Run through the records and show each line that includes the string "base".

------

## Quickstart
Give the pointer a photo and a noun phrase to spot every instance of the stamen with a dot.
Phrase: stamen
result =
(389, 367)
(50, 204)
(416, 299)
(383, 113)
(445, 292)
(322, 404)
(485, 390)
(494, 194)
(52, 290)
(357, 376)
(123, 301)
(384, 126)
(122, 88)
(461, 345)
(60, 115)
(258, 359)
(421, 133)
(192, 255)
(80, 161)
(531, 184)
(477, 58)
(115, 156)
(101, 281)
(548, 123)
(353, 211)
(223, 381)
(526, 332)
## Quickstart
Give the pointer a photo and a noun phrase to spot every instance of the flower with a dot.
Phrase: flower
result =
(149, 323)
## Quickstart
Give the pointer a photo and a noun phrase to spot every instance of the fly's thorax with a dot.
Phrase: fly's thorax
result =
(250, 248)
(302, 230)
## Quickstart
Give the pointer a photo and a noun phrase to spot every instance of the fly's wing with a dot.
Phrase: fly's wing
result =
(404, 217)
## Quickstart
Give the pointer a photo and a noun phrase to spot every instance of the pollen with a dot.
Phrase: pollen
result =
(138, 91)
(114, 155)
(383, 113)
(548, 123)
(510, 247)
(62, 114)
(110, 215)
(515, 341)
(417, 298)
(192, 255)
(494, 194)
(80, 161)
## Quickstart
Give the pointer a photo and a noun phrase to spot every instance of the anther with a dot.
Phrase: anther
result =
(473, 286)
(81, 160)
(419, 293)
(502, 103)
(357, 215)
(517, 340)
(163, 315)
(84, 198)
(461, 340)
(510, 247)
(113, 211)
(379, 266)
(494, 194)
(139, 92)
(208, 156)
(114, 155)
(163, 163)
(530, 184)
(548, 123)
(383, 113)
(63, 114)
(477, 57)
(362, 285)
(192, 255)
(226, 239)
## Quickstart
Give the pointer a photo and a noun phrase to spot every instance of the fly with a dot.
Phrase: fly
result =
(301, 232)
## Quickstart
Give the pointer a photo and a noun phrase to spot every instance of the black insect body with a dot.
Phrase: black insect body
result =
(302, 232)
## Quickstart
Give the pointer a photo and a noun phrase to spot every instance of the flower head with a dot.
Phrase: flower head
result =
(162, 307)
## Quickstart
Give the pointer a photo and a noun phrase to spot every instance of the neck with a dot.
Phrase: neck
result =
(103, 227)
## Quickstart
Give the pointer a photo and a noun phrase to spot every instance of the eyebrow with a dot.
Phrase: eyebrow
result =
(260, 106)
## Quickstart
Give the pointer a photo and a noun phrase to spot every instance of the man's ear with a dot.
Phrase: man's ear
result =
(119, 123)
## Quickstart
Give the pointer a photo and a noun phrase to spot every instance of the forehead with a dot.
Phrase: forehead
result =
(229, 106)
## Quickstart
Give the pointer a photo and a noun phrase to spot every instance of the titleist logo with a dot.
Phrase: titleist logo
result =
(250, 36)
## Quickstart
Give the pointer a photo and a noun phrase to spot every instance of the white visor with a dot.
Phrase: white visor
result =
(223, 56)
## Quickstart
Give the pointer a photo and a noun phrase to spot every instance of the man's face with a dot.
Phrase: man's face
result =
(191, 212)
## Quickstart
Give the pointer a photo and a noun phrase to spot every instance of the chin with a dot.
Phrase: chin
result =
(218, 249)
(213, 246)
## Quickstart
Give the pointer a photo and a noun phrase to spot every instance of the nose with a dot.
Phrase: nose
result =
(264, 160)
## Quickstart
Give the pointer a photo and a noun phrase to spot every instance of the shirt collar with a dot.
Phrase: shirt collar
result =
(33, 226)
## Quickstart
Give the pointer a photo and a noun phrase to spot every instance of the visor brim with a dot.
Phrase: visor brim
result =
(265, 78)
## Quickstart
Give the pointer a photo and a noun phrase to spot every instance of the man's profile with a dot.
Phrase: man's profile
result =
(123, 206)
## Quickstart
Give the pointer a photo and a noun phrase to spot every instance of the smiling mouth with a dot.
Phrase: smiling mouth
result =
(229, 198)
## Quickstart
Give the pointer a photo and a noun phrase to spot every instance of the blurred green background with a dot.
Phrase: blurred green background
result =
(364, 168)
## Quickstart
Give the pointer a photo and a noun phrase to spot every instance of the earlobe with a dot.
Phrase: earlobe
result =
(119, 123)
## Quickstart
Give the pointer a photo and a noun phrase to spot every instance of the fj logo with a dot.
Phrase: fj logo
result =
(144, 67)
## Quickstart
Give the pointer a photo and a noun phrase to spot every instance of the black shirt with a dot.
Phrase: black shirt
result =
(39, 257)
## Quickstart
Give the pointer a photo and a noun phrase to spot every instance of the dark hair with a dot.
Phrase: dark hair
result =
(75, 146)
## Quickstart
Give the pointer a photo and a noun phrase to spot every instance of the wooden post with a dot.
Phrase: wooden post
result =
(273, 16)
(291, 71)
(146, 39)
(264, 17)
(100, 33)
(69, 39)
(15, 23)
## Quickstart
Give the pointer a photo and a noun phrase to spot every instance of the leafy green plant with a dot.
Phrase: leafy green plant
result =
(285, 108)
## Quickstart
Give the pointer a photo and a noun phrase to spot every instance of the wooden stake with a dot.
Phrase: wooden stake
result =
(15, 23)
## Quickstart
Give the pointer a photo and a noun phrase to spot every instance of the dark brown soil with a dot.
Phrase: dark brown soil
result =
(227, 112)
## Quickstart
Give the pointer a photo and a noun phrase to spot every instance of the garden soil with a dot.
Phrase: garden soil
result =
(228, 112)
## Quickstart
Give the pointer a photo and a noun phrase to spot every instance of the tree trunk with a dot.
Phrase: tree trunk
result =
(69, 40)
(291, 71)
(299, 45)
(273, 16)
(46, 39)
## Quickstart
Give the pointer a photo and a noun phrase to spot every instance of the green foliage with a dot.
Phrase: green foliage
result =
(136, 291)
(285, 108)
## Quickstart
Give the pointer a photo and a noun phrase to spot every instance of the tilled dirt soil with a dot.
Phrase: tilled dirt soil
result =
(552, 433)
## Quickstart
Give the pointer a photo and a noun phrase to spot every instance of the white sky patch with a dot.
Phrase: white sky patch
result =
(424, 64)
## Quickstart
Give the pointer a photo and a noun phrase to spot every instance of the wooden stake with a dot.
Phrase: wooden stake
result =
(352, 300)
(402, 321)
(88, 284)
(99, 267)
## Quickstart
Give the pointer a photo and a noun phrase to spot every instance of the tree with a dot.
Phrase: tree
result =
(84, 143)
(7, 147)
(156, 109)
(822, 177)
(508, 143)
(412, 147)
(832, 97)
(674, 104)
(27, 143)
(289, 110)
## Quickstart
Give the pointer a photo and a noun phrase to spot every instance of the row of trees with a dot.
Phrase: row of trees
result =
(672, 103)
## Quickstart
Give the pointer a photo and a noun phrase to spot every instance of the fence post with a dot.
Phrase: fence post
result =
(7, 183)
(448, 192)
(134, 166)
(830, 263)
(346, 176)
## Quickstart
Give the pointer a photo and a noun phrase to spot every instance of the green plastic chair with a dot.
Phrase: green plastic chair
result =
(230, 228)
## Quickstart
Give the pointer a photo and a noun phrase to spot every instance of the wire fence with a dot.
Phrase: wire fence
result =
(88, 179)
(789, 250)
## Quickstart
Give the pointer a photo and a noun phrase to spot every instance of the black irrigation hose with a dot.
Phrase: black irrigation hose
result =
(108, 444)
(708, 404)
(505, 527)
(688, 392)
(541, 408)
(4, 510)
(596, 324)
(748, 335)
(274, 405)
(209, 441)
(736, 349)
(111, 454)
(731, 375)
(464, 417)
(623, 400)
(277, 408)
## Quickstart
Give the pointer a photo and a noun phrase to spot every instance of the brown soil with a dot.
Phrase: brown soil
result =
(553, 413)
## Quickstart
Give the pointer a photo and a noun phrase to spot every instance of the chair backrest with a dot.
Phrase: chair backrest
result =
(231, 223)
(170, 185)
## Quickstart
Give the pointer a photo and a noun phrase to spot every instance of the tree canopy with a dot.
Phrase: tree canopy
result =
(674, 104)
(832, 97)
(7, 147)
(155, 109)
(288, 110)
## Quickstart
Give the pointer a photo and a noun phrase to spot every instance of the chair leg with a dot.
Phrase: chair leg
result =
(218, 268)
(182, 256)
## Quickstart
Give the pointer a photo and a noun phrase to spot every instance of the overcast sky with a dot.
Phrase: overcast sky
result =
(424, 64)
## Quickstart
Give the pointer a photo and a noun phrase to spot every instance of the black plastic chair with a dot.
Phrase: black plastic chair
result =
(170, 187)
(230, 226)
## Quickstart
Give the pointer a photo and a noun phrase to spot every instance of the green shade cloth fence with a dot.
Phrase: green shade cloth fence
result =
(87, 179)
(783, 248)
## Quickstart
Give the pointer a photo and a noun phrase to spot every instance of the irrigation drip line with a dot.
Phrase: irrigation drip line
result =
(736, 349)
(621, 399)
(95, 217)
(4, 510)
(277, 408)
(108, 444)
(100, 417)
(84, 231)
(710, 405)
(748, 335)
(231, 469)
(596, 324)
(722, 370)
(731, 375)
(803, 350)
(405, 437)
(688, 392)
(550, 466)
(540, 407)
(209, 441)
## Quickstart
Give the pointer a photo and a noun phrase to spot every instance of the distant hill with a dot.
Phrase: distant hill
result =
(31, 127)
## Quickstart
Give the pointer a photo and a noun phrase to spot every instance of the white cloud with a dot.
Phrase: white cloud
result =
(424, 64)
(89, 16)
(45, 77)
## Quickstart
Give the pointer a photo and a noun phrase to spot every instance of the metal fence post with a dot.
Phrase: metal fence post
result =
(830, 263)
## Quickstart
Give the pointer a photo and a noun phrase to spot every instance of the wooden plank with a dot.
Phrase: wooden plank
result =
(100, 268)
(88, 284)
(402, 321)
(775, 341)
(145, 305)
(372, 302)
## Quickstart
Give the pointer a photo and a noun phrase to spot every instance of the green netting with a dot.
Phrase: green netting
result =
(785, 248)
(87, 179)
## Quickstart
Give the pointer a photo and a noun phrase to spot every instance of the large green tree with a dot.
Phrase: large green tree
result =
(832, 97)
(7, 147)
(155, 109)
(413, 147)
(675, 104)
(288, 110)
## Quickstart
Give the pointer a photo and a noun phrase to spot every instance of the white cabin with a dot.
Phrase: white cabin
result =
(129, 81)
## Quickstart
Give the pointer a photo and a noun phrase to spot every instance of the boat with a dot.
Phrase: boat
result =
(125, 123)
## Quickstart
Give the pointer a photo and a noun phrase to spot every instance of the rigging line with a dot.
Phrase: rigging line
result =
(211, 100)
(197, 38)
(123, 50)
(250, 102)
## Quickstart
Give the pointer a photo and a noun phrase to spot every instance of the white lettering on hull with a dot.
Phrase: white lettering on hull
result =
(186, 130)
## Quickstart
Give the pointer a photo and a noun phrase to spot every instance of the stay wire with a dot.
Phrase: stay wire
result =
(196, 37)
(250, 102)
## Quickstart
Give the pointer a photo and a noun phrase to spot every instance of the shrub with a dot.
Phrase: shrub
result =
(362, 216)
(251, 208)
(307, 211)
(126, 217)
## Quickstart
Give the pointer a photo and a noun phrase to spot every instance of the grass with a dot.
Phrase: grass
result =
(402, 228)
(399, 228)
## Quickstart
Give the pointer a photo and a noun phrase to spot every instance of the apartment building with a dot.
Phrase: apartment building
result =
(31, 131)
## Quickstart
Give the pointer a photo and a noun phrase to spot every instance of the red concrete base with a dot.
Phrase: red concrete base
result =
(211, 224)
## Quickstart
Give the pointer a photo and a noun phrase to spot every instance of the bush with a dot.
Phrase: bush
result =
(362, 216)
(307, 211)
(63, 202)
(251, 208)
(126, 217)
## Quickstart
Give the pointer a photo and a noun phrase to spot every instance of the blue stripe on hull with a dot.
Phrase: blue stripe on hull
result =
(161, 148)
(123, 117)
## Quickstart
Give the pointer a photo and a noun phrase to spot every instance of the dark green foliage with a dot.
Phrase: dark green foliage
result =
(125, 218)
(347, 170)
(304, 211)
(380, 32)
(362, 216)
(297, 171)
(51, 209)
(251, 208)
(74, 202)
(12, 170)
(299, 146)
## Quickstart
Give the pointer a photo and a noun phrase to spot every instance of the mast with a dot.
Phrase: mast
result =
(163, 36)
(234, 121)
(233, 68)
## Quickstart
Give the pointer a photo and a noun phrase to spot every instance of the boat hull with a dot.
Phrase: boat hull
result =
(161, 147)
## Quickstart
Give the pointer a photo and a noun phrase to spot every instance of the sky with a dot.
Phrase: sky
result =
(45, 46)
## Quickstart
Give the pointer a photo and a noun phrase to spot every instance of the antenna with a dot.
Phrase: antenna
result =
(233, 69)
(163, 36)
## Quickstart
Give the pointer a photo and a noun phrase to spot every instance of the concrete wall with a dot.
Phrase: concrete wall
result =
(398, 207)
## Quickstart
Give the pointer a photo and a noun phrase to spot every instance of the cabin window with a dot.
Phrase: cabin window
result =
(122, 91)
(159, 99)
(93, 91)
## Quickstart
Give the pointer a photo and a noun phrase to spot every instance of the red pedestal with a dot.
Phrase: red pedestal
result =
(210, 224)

------

**Result:**
Give the pointer a photo and a noun phrase to spot every instance of the red concrete base with a dot.
Phrase: red concrete base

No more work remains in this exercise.